══ PASSAGE GIVEN ══

# 1st day spruce chicken hunting season .40 cal lead balls



## Nicholson (Sep 25, 2012)

Today was the first day of hunting season! went for a short walk and caught 3 spruce grouse. Being the first day of the season I was also excited because I had a new gopro camera that I was trying out. Luckly,I had my dog with me otherwise I wouldnt have been able to find one of the grouse. I was using .40 cal lead balls with a dandy from A+ slingshots. The .40 cal lead was very effective and had a nice flat trajectory for the longer shots but I I don't think that I will use anything smaller than .45 cal from now on, and the .50 cal seems to do best from short distances. I had a lot of fun and caught enough for some delicious soup tonight but as I reflect on the hunt it was pretty sloppy, I'm never going hunting without my dog. Here are a couple pictures I'll try to load the vidoes that I captured on my gopro camera.If I cannot I'll post the videos later


----------



## RyanL (May 22, 2014)

Nice harvest. I've never had these before, but game birds are always delicious. Enjoy.


----------



## Nicholson (Sep 25, 2012)

There are a lot of different recipies but spruce hen soup is THEE BEST


----------



## A+ Slingshots (Jan 22, 2010)

That's awesome John!! Great job bro!!! I'm glad to see the Dandy is working well for ya!!


----------



## slingshooterPT (Feb 22, 2014)

Good shooting!!


----------



## Charles (Aug 26, 2010)

What a satisfying bag!

Cheers .... Charles


----------



## ghost0311/8541 (Jan 6, 2013)

Dang good job.


----------



## oldmiser (Jan 22, 2014)

That is awesome my friend..Great hunt as it was..Yup a good hunting dog will find the birds...I use to use a German short hair

for my bird dog....Beagle for rabbit & squirrels....But as old age is sneeking up on me ..I am reduced to shoot tin cans~AKAOldmiser


----------



## ShadyBeach (May 28, 2014)

Great shooting! Looks tasty 

Brian


----------



## Susi (Mar 3, 2013)

Very nice job...did you shoot these "on the wing"? If so yer one crack shot my friend


----------

═══
══ GIVEN DATA ══

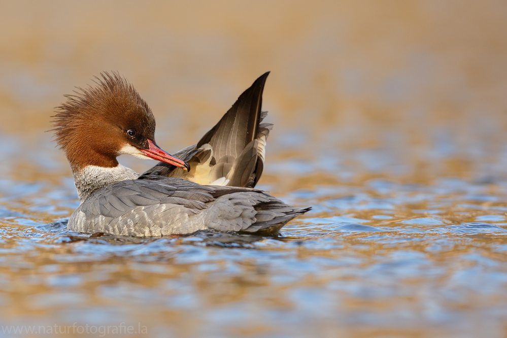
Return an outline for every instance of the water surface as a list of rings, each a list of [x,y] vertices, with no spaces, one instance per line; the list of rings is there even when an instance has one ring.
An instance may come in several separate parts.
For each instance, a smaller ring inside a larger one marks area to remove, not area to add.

═══

# WRITTEN PROBLEM
In the grouse hunting thread, what is the smallest ammunition size the original poster plans to use from now on?

# THE REPLY
.45 cal